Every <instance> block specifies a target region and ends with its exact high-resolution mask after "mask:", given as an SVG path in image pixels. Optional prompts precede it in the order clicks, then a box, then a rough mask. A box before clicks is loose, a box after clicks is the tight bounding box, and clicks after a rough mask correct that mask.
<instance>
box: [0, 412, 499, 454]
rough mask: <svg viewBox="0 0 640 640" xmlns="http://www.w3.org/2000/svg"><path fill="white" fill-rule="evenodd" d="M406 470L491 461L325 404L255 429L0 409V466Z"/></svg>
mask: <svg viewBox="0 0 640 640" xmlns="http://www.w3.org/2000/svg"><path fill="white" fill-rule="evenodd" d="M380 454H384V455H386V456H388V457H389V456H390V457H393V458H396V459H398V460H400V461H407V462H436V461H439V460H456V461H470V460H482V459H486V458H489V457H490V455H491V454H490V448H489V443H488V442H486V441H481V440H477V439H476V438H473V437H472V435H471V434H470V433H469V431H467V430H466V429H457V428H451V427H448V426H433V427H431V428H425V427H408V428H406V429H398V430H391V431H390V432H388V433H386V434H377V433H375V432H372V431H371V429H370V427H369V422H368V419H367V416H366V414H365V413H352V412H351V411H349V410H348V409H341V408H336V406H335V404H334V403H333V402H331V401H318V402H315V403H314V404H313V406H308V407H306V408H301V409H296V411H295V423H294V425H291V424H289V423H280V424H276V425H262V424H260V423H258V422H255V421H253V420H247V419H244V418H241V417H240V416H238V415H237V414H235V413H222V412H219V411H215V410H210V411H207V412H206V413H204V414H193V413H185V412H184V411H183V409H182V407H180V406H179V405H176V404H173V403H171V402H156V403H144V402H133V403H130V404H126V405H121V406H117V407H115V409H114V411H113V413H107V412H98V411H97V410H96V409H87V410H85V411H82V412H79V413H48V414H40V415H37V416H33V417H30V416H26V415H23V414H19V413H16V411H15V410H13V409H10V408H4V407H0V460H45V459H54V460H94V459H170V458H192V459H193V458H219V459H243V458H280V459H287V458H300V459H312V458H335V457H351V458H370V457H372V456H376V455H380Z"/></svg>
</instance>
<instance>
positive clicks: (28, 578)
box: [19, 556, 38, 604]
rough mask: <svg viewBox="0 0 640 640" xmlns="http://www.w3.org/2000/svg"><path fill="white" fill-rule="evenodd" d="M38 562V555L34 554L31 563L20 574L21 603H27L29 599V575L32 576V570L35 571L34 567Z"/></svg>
====================
▸ Work to be completed
Print the lines above, from the first one through the line that contains "470L491 461L325 404L255", including both ends and changing nothing.

▸ Output for this task
Every <instance> block specifies a target region and ends with its exact high-resolution mask after "mask:", given as an SVG path in image pixels. Optional prompts precede it in the order clicks, then a box, then a rough mask. A box before clicks is loose, a box after clicks is the tight bounding box, and clicks after a rough mask correct that mask.
<instance>
box: [0, 412, 499, 454]
rough mask: <svg viewBox="0 0 640 640" xmlns="http://www.w3.org/2000/svg"><path fill="white" fill-rule="evenodd" d="M406 470L491 461L325 404L255 429L0 409V466Z"/></svg>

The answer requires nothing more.